What is required = How many lines of the records below contain the word "yellow"? Reply with the number alone.
▶
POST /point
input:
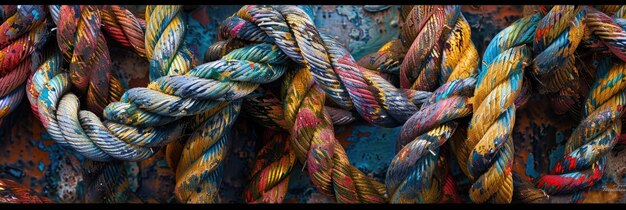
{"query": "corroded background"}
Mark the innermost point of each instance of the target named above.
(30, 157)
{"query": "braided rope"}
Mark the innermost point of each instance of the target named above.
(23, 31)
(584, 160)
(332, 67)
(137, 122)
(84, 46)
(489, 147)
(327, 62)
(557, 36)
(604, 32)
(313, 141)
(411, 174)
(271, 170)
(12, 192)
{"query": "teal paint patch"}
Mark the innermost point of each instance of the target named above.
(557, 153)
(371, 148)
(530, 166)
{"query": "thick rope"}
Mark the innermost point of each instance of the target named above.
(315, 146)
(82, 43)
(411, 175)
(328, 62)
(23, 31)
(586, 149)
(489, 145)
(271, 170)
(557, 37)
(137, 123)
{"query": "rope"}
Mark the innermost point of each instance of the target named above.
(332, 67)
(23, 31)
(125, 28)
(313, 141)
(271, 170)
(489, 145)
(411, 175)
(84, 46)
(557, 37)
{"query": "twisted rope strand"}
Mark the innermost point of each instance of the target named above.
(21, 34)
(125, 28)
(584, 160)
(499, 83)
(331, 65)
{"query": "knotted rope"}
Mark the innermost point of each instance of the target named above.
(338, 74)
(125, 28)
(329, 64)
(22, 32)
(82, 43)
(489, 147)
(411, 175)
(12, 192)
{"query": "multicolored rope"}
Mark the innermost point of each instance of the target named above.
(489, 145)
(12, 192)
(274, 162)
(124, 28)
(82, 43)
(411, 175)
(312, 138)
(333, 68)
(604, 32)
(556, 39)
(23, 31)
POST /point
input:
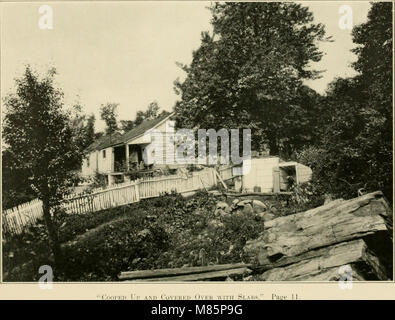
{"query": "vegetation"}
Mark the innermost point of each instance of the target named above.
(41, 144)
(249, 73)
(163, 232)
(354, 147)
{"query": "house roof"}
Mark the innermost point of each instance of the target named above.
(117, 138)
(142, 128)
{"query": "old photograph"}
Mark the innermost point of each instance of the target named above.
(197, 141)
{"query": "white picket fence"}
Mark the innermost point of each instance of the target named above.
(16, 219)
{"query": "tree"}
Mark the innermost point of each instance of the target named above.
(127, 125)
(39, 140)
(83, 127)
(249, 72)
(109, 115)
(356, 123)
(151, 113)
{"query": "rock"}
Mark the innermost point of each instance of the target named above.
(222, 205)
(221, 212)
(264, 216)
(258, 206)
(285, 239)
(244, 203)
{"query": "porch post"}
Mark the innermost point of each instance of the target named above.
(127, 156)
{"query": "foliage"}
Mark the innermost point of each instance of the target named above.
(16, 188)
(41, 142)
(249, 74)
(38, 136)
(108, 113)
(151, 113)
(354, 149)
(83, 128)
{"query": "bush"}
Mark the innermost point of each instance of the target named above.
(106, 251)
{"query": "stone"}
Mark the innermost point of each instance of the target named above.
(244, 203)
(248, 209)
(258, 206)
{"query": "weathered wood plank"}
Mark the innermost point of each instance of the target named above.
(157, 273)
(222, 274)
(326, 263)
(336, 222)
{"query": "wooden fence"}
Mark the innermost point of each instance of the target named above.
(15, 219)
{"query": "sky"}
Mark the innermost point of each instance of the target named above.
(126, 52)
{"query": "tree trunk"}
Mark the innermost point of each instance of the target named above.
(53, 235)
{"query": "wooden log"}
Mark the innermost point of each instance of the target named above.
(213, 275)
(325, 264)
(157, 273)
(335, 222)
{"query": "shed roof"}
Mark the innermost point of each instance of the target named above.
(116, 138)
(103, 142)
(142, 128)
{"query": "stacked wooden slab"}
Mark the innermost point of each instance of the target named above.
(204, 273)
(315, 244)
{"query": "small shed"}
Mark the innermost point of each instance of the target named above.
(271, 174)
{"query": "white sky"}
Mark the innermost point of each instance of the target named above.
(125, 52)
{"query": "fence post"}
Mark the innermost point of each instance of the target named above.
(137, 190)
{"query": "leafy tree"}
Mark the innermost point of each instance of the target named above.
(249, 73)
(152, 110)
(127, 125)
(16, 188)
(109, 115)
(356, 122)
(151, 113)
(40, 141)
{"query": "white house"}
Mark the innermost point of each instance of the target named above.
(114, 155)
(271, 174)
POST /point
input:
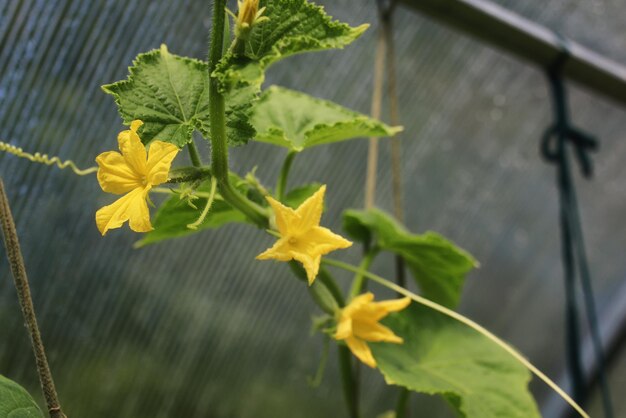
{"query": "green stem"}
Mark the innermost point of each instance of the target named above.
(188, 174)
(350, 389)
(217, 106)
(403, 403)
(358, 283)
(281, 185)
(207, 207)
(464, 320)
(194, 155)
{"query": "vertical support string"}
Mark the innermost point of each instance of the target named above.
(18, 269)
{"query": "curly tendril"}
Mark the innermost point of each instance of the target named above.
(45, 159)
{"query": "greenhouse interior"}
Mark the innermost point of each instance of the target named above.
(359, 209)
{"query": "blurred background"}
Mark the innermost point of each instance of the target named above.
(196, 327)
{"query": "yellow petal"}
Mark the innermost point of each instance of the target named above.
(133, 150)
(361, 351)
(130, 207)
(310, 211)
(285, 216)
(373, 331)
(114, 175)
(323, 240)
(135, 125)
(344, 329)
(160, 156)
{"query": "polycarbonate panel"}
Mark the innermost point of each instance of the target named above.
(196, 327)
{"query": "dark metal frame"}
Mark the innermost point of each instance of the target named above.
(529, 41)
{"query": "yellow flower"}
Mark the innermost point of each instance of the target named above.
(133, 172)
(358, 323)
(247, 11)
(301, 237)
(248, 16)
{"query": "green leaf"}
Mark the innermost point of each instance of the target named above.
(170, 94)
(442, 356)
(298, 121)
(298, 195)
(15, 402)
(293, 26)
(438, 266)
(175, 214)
◀
Task result = 2